Collected data entries:
++++++

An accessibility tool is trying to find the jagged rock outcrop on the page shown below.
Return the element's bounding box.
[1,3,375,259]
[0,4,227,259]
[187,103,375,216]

++++++

# [TASK PROMPT]
Exact output of every entry is required.

# [TASK SOLUTION]
An accessibility tool is trying to find the jagged rock outcrop on the page shown below.
Return the element's bounding box.
[1,3,375,259]
[0,4,227,259]
[187,103,375,216]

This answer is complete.